Exercise text =>
BEGIN

Fall 2023 CRE Outlook
It is no secret that 2023 has been a slow and challenging year in commercial real estate. With unrelenting Fed rate hikes, bank failures, and a slowdown in leasing velocity, there are rising concerns about where CRE is headed for the remainder of the year. Whether you’re a seasoned investor, a business owner seeking new space, or simply curious about the market, the following article will dive into what to expect in CRE this fall.
Banks and Lending
According to a Federal Reserve survey released in late July, the lending conditions at U.S. banks have been tight and will most likely get tighter in the coming months. The Senior Loan Officer Opinion Survey showed that while credit conditions have become more strict this year, demand also declined. The results are no surprise to economists expecting a recession. Several economists believe that the recession will most likely result from further tightening of the banking system. This system has had to react to a sequence of 11 increases in interest rates over the last 12 months, alongside a brief turmoil in March, during which three medium-sized financial institutions failed.
“Regarding banks’ outlook for the second half of 2023, banks reported expecting to further tighten standards on all loan categories.” – The Fed in a recently released survey
CRE also experienced a notable share of banks saying they have put more restrictions on standards along with weaker demand. Since CRE is significantly dependent on funding from smaller banks, a reduction in lending from these institutions could exacerbate the effects on the sector. Lenders have become more cautious of their lending, which will ultimately make it more difficult for individuals and businesses to secure loans for purchasing or developing CRE properties.
CRE Trends By Asset Class
Most CRE asset classes are still witnessing reduced rental growth, elevated vacancy rates, and rising cap rates compared to 2022. This trend will most likely continue this fall and winter season.
Over the last nine months, the volume of transactions related to apartment deals has been diminishing, exhibiting a year-over-year reduction of over 60%, according to Real Capital Analytics. However, it’s important to interpret this decline cautiously, as it stems from a withdrawal from a phase of excessive market liquidity. During various periods in 2022, the volume of these deals reached unprecedented heights. Nonetheless, the reality remains that deal activities are currently subdued.

END

Apply what you read =>
a: In the fall 2023 commercial real estate outlook, how many interest rate increases has the banking system had to react to over the last 12 months?
b: Say whether each statement agrees with the fall 2023 commercial real estate outlook, and quote the words of the outlook that decide it. (i) Apartment deal volume has shown a year-over-year drop of more than 60%. (ii) Banks expect to ease standards on loans in the second half of 2023. (iii) Five medium-sized financial institutions failed in March.
c: Pick up the fall 2023 commercial real estate outlook after its final sentence and continue writing it.

Supplied entries =>
BEGIN

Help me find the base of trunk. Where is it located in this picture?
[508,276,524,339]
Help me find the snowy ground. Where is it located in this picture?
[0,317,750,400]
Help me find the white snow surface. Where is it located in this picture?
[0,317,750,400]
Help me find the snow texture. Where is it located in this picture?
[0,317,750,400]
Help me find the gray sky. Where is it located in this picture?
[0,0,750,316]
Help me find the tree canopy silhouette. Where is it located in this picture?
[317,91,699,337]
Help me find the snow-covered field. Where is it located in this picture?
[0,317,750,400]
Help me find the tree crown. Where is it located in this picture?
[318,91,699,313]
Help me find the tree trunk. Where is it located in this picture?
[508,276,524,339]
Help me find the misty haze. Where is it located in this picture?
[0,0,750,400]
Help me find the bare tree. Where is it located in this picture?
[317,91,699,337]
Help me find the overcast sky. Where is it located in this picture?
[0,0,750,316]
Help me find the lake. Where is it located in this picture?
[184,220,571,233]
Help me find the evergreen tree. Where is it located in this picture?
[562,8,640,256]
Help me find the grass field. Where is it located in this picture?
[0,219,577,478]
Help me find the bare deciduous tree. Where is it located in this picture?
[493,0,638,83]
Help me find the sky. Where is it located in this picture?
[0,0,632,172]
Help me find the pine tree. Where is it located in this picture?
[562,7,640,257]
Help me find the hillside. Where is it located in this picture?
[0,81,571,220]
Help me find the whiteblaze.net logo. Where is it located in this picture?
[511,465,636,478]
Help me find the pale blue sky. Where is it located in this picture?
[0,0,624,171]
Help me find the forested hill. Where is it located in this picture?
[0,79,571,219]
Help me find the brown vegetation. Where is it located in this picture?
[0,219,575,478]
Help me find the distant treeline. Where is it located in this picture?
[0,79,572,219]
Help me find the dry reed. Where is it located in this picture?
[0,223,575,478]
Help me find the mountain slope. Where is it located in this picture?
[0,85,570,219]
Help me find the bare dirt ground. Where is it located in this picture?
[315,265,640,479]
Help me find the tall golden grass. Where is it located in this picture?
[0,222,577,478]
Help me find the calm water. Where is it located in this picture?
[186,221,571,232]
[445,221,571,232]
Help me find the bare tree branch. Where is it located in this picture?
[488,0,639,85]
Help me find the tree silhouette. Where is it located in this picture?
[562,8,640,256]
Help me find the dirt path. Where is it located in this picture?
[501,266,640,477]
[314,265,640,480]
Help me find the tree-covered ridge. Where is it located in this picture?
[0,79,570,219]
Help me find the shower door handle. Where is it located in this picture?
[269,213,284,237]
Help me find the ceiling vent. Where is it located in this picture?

END

Answer list =>
a: A sequence of 11 increases.

b:
(i) Yes: "exhibiting a year-over-year reduction of over 60%"
(ii) No: "banks reported expecting to further tighten standards on all loan categories"
(iii) No: "three medium-sized financial institutions failed"

c:
In the five years leading up to the onset of the COVID-19 pandemic, the average deal volume for each July was approximately $12.7 billion. This places the volume for 2023 at 52% lower than the established past norms.
Due to this diminished liquidity, the cap rates for apartments are trending upward, a trend that you can expect to continue in the fall. The simple average of the rates at which transactions occurred increased by 30 basis points compared to the same month in the previous year, reaching 5.0%.
Industrial cap rates are also increasing at present. The average rate at which transactions occurred rose by 40 basis points in July, compared to the previous year, reaching 5.7%. Cap rates for warehouse properties experienced a 30 basis point increase from the prior year, while those for flex properties saw an even higher rise of 50 basis points.
The office sector has been struggling for the past few quarters, and this trend has shown no signs of stopping as we head into the fall season. According to Real Capital Analytics, in July 2023, the volume of deals was remarkably low, making it the second least active July in history. Only July 2009 recorded fewer transactions, with a trade volume of $1.5 billion.
Despite a slower volume of deals, there has been a rise in businesses, including Google, Amazon, Apple, and Disney, calling their employees back to the workplace or shifting to a more hybrid schedule. For office investors, this may be your saving grace in Q4 2023.
The shopping center sales experienced a substantial 70% decrease compared to the same period in 2022, amounting to only $1.8 billion in transactions during July 2023. The current declines can be partially attributed to the unsustainable pace that was established the previous year. Nonetheless, this lack of liquidity has caused retail cap rates to rise and will continue to do so in the coming months.
Additional Trends to Look Out For
There has been a recent rise in people pulling up their roots and making the move to the suburbs.
According to Census data, the New York Times reports that between 2010 and 2020, there was a 10.5% increase in the proportion of Americans residing in suburbs, and the pandemic further expedited this shift.
The CRE sector has undergone notable changes this year, primarily attributed to the ongoing infusion of technology and inventive solutions. The term “Proptech,” denoting the fusion of technology into real estate, stands as a substantial leap forward. Its objective is simplifying procedures, elevating customer experiences, and boosting operational efficiency.
As retailers adopt AI technologies to optimize their daily operations and improve customer experiences, the demand for AI-enabled retail spaces is increasing.